TEXT SEGMENT Block Start

The armadillo has 30 to 32 peglike molars in a tiny mouth; his teeth are used for chewing rather than biting. The long, thin tongue of the armadillo moves quickly in and out of his mouth to extract insects from the soil. Armadillos usually dine on beetles, ants, worms, grubworms, spiders, and snails.
Some homeowners complain that armadillos tear up their lawns digging for plant roots. In their defense, as I explain regularly on the telephone, they eat insects not plants and this activity is a means of controlling unwanted insects and digging also serves to aerate the soil. I do not think that information goes over very big.
Armadillos are inclined to be nocturnal animals. In summer they are inactive during the hottest part of the day and become active in the evening and at night. During winter this pattern is reversed with activity concentrated in the warmest part of the day.
Unfortunately, the foundation of your house, under your patio deck, or beneath your hot tub, is the likeliest place for an armadillo to set up housekeeping. His home is a den which he makes by burrowing underground 2 to 3 feet. Tunnels may be several feet long leading up to the den and the den itself may be anywhere from two to fifteen feet long. When the armadillo is ready to make a nest he constructs a chamber at the end of the den, then fills it with dried leaves, grasses and other plant materials.

TEXT SEGMENT Block End

PROBLEM DETAILS> According to the armadillo text, how deep does an armadillo burrow underground to make its den?

SUPPLIED INFORMATION Block Start

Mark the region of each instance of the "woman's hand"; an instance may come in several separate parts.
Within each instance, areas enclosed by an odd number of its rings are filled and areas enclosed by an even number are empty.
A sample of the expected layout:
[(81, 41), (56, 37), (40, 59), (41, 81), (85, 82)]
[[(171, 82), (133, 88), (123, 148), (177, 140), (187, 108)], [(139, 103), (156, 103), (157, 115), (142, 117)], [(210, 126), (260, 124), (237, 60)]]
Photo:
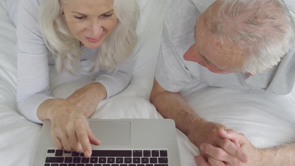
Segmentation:
[(89, 84), (74, 92), (66, 100), (76, 104), (88, 118), (96, 110), (100, 101), (106, 97), (106, 90), (99, 82)]
[[(40, 109), (46, 108), (46, 116), (51, 121), (51, 136), (58, 149), (84, 152), (91, 156), (91, 144), (98, 146), (87, 118), (76, 104), (64, 99), (50, 99), (42, 103)], [(39, 109), (39, 108), (38, 108)]]

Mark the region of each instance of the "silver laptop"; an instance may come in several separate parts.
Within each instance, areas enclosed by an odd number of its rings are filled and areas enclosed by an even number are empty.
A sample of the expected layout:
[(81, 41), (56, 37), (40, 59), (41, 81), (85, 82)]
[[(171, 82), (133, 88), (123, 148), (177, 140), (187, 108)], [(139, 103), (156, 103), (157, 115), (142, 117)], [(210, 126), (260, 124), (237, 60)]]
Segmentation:
[(176, 130), (171, 120), (89, 119), (102, 144), (92, 145), (90, 158), (58, 150), (43, 125), (34, 166), (180, 166)]

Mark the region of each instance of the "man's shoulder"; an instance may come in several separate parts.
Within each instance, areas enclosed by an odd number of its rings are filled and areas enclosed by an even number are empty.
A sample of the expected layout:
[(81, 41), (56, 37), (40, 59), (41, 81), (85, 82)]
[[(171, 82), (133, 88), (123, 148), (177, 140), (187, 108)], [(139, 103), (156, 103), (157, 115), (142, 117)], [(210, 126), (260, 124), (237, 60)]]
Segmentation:
[(172, 0), (164, 25), (172, 40), (194, 33), (200, 12), (192, 0)]

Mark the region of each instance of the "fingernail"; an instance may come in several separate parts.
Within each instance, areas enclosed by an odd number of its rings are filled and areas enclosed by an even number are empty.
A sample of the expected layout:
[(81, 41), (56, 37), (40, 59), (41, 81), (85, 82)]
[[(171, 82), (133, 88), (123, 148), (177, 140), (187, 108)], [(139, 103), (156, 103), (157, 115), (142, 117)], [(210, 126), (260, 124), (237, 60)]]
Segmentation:
[(198, 156), (194, 156), (194, 160), (196, 161), (196, 164), (198, 164)]
[(194, 160), (195, 160), (196, 162), (198, 162), (198, 156), (194, 156)]
[(89, 151), (88, 150), (86, 150), (85, 151), (85, 152), (84, 152), (84, 156), (85, 156), (89, 158), (90, 157), (90, 152), (89, 152)]
[(204, 150), (204, 144), (201, 144), (200, 146), (200, 148), (201, 149), (201, 150)]
[(248, 157), (246, 155), (243, 154), (242, 156), (242, 162), (246, 162), (248, 160)]

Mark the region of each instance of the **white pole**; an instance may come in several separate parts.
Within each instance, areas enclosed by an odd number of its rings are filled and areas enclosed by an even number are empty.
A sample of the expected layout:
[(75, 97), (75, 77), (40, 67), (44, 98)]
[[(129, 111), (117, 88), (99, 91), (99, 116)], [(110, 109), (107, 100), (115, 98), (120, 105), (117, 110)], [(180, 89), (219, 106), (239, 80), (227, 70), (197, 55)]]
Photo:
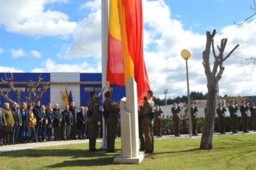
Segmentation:
[[(102, 0), (102, 89), (107, 83), (107, 67), (108, 63), (108, 0)], [(106, 89), (106, 88), (105, 88)], [(102, 92), (102, 102), (105, 100)], [(107, 149), (107, 129), (105, 120), (102, 117), (103, 140), (102, 149)]]

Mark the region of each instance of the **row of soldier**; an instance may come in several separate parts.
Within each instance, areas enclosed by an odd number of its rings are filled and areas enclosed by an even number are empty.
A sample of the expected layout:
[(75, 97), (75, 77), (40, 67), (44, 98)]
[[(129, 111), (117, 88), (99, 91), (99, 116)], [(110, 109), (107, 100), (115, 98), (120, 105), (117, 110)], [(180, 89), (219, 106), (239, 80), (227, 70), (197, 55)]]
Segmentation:
[[(219, 131), (221, 134), (224, 134), (225, 132), (225, 112), (226, 109), (225, 106), (222, 106), (220, 103), (218, 105), (218, 107), (216, 109), (216, 114), (218, 115)], [(230, 126), (233, 133), (237, 133), (237, 120), (238, 120), (238, 110), (240, 110), (242, 116), (242, 122), (243, 129), (244, 133), (248, 133), (248, 117), (249, 116), (249, 110), (251, 112), (251, 116), (252, 117), (252, 122), (253, 130), (256, 130), (256, 107), (254, 106), (253, 102), (251, 102), (250, 103), (246, 102), (245, 101), (241, 101), (241, 105), (240, 106), (237, 104), (234, 104), (234, 102), (231, 101), (230, 103), (230, 106), (229, 106), (228, 109), (230, 113)], [(206, 108), (205, 108), (205, 112)], [(181, 106), (176, 102), (173, 104), (173, 107), (171, 108), (172, 118), (174, 125), (174, 132), (175, 136), (180, 137), (180, 125), (181, 124), (181, 116), (180, 112), (181, 111)], [(191, 102), (191, 124), (192, 128), (192, 135), (197, 135), (197, 109), (196, 104), (194, 102)], [(161, 137), (161, 119), (163, 118), (163, 111), (161, 108), (156, 106), (154, 110), (155, 113), (154, 125), (156, 128), (156, 135), (157, 137)]]
[(5, 103), (0, 109), (0, 146), (50, 141), (85, 139), (89, 135), (86, 107), (78, 112), (72, 102), (61, 112), (58, 104), (46, 108), (37, 101), (35, 106)]

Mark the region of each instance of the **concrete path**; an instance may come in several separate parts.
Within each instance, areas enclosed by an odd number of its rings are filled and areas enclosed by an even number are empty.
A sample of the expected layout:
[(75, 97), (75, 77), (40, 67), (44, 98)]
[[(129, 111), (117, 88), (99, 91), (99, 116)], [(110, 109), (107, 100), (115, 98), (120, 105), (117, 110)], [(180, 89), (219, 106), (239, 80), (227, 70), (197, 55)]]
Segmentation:
[[(214, 136), (225, 136), (229, 135), (241, 135), (246, 134), (256, 134), (256, 132), (254, 132), (253, 131), (250, 131), (249, 133), (244, 134), (243, 132), (239, 132), (239, 133), (236, 134), (233, 134), (231, 132), (226, 132), (226, 134), (220, 135), (218, 133), (214, 133)], [(193, 136), (193, 138), (201, 138), (202, 134), (198, 134), (198, 136)], [(175, 137), (174, 135), (163, 136), (162, 137), (158, 138), (156, 136), (154, 137), (155, 140), (162, 140), (165, 139), (175, 139), (177, 138), (189, 138), (189, 135), (181, 135), (180, 137)], [(116, 139), (117, 141), (121, 141), (121, 138), (118, 138)], [(97, 139), (97, 142), (102, 142), (102, 139)], [(77, 144), (86, 143), (89, 142), (89, 139), (85, 140), (76, 140), (72, 141), (53, 141), (46, 142), (37, 142), (29, 143), (26, 144), (16, 144), (14, 145), (7, 145), (0, 146), (0, 154), (3, 152), (9, 152), (10, 151), (23, 150), (28, 149), (32, 149), (36, 148), (45, 147), (52, 146), (58, 146), (63, 145), (70, 144)]]

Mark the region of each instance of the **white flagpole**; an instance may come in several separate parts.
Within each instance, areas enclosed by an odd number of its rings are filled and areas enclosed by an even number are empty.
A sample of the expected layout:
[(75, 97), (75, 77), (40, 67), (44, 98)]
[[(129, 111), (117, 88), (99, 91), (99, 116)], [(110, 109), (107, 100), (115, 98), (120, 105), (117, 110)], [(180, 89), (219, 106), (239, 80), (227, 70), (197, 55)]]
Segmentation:
[[(102, 0), (102, 88), (107, 83), (107, 67), (108, 63), (108, 0)], [(102, 103), (105, 100), (104, 93), (102, 92)], [(105, 120), (102, 117), (103, 140), (102, 149), (107, 149), (107, 128)]]

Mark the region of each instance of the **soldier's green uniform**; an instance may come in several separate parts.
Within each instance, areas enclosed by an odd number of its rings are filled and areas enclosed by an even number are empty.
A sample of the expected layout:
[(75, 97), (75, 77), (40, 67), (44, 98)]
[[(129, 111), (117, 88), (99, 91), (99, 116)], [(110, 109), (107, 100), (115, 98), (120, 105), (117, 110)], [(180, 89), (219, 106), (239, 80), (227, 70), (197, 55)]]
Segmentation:
[(226, 111), (225, 107), (221, 106), (216, 109), (219, 121), (219, 131), (221, 134), (225, 134), (225, 112)]
[(243, 104), (240, 106), (240, 112), (242, 114), (242, 122), (243, 124), (243, 129), (244, 133), (247, 133), (247, 123), (248, 123), (248, 115), (247, 111), (249, 109), (248, 106)]
[(252, 122), (253, 124), (253, 131), (256, 131), (256, 107), (253, 103), (250, 107), (250, 111), (251, 112), (251, 117), (252, 118)]
[(145, 137), (143, 135), (143, 131), (142, 130), (142, 118), (143, 116), (141, 115), (141, 112), (139, 113), (138, 115), (138, 125), (139, 125), (139, 138), (141, 142), (140, 146), (140, 151), (145, 151), (146, 147), (145, 146)]
[(180, 122), (181, 117), (179, 112), (180, 110), (179, 107), (174, 106), (171, 108), (171, 113), (172, 114), (172, 120), (174, 125), (174, 131), (175, 136), (180, 136)]
[(146, 153), (152, 153), (154, 151), (154, 119), (150, 119), (150, 115), (154, 106), (154, 103), (152, 98), (148, 99), (144, 103), (141, 112), (141, 115), (142, 116), (142, 131), (145, 137)]
[(156, 127), (156, 132), (158, 137), (162, 136), (162, 119), (163, 111), (159, 108), (155, 110), (154, 126)]
[(95, 151), (97, 150), (95, 147), (96, 139), (98, 131), (98, 122), (100, 120), (101, 111), (98, 100), (96, 99), (90, 99), (87, 102), (87, 106), (92, 114), (89, 119), (89, 149), (90, 151)]
[(197, 135), (197, 112), (198, 111), (198, 110), (197, 106), (191, 107), (191, 118), (193, 135)]
[(237, 110), (238, 108), (233, 104), (231, 104), (229, 107), (229, 111), (230, 113), (230, 126), (233, 133), (237, 133)]
[(112, 100), (107, 98), (103, 103), (103, 107), (108, 115), (108, 117), (105, 119), (107, 124), (107, 150), (108, 152), (113, 152), (118, 127), (118, 115), (120, 108), (115, 106)]

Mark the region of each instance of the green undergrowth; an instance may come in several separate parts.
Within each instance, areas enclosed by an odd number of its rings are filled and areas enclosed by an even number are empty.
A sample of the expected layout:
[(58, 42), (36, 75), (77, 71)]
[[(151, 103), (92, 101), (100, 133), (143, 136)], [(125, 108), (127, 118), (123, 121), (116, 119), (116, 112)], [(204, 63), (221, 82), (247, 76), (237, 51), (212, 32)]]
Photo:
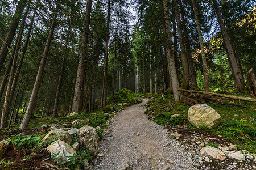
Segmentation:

SUPPLIED INFORMATION Block End

SOLUTION> 2 to 3 feet.